Work request - Two lines in the data below mark the range: the one with "434L676 435V456L646 462L647" and the one with "positive clicks: (738, 426) (651, 457)". Return both, along with every line between them, exactly.

(Beginning of Dataset excerpts)

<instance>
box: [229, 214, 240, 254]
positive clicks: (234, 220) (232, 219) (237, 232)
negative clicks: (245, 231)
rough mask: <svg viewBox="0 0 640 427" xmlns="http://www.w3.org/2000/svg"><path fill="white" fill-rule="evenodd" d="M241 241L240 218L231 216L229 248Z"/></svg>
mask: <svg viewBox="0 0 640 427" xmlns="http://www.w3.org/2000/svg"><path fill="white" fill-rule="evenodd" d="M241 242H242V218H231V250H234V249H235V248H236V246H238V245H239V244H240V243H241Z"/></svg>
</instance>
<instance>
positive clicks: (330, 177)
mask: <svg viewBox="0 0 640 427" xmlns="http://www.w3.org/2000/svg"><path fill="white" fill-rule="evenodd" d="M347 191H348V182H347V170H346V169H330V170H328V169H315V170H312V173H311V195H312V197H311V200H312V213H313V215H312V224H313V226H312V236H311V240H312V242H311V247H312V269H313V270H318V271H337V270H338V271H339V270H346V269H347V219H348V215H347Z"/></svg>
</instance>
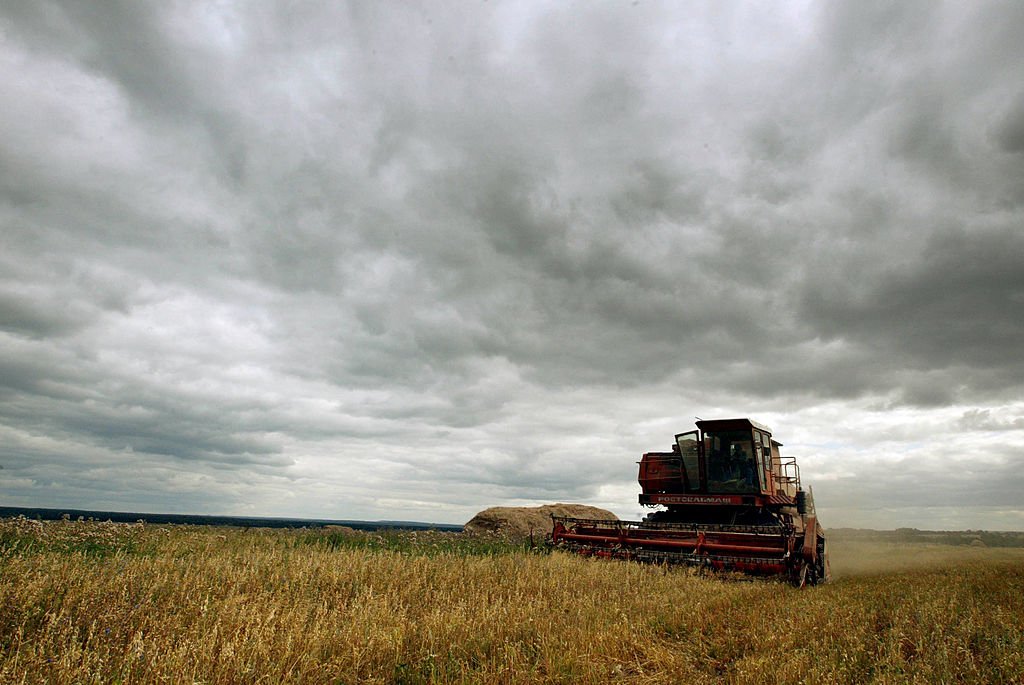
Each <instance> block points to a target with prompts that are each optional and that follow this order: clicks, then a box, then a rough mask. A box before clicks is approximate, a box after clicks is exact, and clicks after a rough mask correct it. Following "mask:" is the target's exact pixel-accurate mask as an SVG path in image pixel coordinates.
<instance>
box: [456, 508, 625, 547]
mask: <svg viewBox="0 0 1024 685" xmlns="http://www.w3.org/2000/svg"><path fill="white" fill-rule="evenodd" d="M552 514H554V515H555V516H573V517H577V518H601V519H614V518H617V516H615V515H614V514H612V513H611V512H610V511H608V510H606V509H599V508H598V507H588V506H587V505H583V504H546V505H543V506H541V507H492V508H490V509H484V510H483V511H481V512H480V513H479V514H477V515H476V516H474V517H473V518H471V519H470V520H469V522H468V523H466V525H465V526H464V529H465V530H466V532H469V533H475V534H501V536H504V537H506V538H512V539H517V540H519V539H522V540H525V539H526V538H529V536H530V533H531V532H532V534H534V537H535V538H543V537H544V536H547V534H549V533H550V532H551V515H552Z"/></svg>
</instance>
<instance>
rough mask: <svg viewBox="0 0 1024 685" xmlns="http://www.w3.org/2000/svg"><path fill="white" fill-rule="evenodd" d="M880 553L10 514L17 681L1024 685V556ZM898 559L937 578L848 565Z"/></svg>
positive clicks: (884, 568)
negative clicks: (1012, 682) (798, 560)
mask: <svg viewBox="0 0 1024 685" xmlns="http://www.w3.org/2000/svg"><path fill="white" fill-rule="evenodd" d="M858 544H863V543H858ZM863 545H865V546H864V548H863V549H860V550H856V549H852V550H849V553H848V551H847V550H845V549H844V548H843V547H841V546H834V547H833V554H834V558H835V570H836V572H837V576H838V580H837V582H836V583H834V584H831V585H827V586H823V587H819V588H816V589H812V590H805V591H798V590H794V589H792V588H790V587H787V586H784V585H780V584H777V583H769V582H734V581H728V580H722V579H720V577H701V576H699V575H696V574H693V573H691V572H689V571H687V570H685V569H682V570H666V569H663V568H659V567H654V566H641V565H637V564H632V563H623V562H604V561H595V560H588V559H582V558H575V557H569V556H567V555H563V554H560V553H556V554H551V555H547V554H539V553H536V552H529V551H527V550H524V549H521V548H519V547H515V546H512V545H506V544H502V543H501V542H496V541H486V540H482V541H481V540H467V539H464V538H460V537H456V536H451V534H442V533H432V534H431V533H418V534H417V536H415V537H414V536H412V533H410V534H407V536H376V534H374V533H354V534H353V533H337V532H335V533H330V532H318V531H288V530H278V531H269V530H230V529H215V528H193V527H174V528H168V527H151V526H146V527H142V526H138V525H136V526H118V525H117V524H101V523H88V522H81V523H76V522H62V523H61V522H57V523H47V524H34V523H30V522H25V521H24V520H23V521H17V520H13V521H2V522H0V682H4V683H7V682H10V683H42V682H51V683H92V682H96V683H106V682H132V683H136V682H137V683H151V682H171V683H248V682H265V683H279V682H308V683H362V682H371V683H373V682H376V683H417V682H456V683H460V682H465V683H477V682H489V683H534V682H551V683H559V682H560V683H578V682H582V683H588V682H590V683H596V682H607V681H615V682H626V683H677V682H696V683H702V682H706V683H712V682H729V683H801V682H808V683H811V682H813V683H868V682H876V683H904V682H919V683H958V682H969V683H970V682H973V683H1012V682H1017V683H1024V679H1022V674H1024V550H1019V549H1016V550H1014V549H1004V550H986V549H974V548H971V549H966V548H945V549H942V550H939V549H932V548H929V549H925V550H914V549H907V546H902V547H901V548H900V549H897V550H888V551H886V552H885V553H882V552H879V553H876V552H874V551H873V549H872V548H871V547H870V546H869V545H867V544H863ZM932 547H933V548H934V547H936V546H932ZM891 552H895V553H897V554H898V557H896V559H911V558H914V557H915V556H916V557H921V558H925V559H927V563H923V564H919V565H918V566H916V567H913V568H909V567H907V568H904V569H895V570H893V569H888V570H887V569H886V568H885V567H884V565H885V564H883V567H881V568H880V567H879V564H874V565H873V567H872V572H871V573H870V574H862V573H860V569H858V567H856V566H854V565H850V562H851V561H857V560H863V559H864V558H865V555H874V556H876V557H878V559H877V560H878V561H882V562H884V561H886V560H887V559H888V560H892V559H893V558H894V557H893V556H892V554H891ZM950 554H955V555H957V556H949V555H950ZM965 554H966V555H970V556H969V557H966V556H964V555H965Z"/></svg>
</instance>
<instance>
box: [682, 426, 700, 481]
mask: <svg viewBox="0 0 1024 685" xmlns="http://www.w3.org/2000/svg"><path fill="white" fill-rule="evenodd" d="M697 443H698V439H697V432H696V431H695V430H691V431H690V432H688V433H680V434H679V435H677V436H676V444H677V445H679V456H680V457H681V458H682V462H683V474H684V475H683V482H684V483H685V485H686V489H688V490H691V491H692V490H697V489H699V488H700V453H699V451H698V449H697Z"/></svg>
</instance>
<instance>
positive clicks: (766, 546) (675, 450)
mask: <svg viewBox="0 0 1024 685" xmlns="http://www.w3.org/2000/svg"><path fill="white" fill-rule="evenodd" d="M696 425H697V430H693V431H689V432H686V433H680V434H679V435H676V443H675V444H673V445H672V452H665V453H663V452H652V453H648V454H646V455H644V456H643V458H642V459H641V461H640V476H639V481H640V488H641V494H640V504H642V505H644V506H645V507H664V509H659V510H658V511H654V512H652V513H650V514H648V515H647V516H645V517H644V520H643V521H620V520H594V519H583V518H569V517H564V516H555V517H552V518H553V525H554V528H553V530H552V533H551V542H552V544H554V545H555V546H557V547H560V548H562V549H566V550H569V551H572V552H575V553H578V554H583V555H586V556H598V557H608V558H615V559H632V560H636V561H652V562H656V563H682V564H690V565H695V566H701V567H709V568H714V569H719V570H736V571H743V572H746V573H752V574H758V575H776V576H784V577H788V579H790V580H791V581H792V582H793V584H794V585H797V586H800V587H803V586H805V585H816V584H818V583H822V582H824V581H826V580H828V559H827V557H826V555H825V537H824V530H823V529H822V527H821V525H820V524H819V523H818V520H817V516H816V514H815V512H814V499H813V497H812V495H811V493H809V491H807V490H804V489H803V488H802V487H801V483H800V469H799V467H798V466H797V461H796V460H795V459H792V458H791V459H783V458H782V456H781V455H780V454H779V451H778V448H779V447H780V446H782V445H781V443H780V442H777V441H776V440H774V439H772V436H771V430H770V429H769V428H768V427H767V426H763V425H761V424H759V423H757V422H755V421H751V420H750V419H720V420H715V421H697V423H696Z"/></svg>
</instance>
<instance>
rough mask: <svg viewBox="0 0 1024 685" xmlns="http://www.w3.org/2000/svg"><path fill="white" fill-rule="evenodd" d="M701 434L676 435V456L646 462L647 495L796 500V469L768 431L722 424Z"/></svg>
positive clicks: (738, 426) (651, 457)
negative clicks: (735, 496)
mask: <svg viewBox="0 0 1024 685" xmlns="http://www.w3.org/2000/svg"><path fill="white" fill-rule="evenodd" d="M697 428H698V430H693V431H688V432H685V433H680V434H678V435H676V443H675V444H674V445H673V449H672V453H671V454H665V453H652V454H648V455H645V456H644V461H643V462H641V472H640V481H641V485H643V489H644V491H645V493H701V494H709V495H718V494H721V495H776V494H778V495H787V496H790V497H794V496H795V495H796V491H797V487H798V482H799V475H798V474H797V473H796V464H795V462H794V461H793V460H790V461H788V462H783V460H782V459H781V457H780V456H779V451H778V448H779V447H780V446H781V444H780V443H779V442H777V441H775V440H773V439H772V437H771V430H770V429H769V428H768V427H767V426H764V425H762V424H759V423H757V422H756V421H751V420H750V419H723V420H715V421H698V422H697Z"/></svg>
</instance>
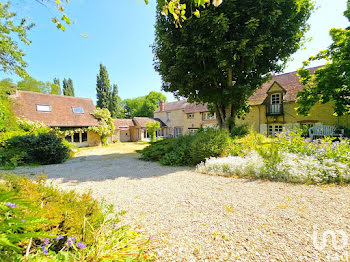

(End of Dataset excerpts)

Task response -
rough mask: <svg viewBox="0 0 1024 685" xmlns="http://www.w3.org/2000/svg"><path fill="white" fill-rule="evenodd" d="M701 434L676 435V456L646 462L647 495L796 500V469L768 431L722 424Z"/></svg>
positive clicks: (738, 426) (651, 457)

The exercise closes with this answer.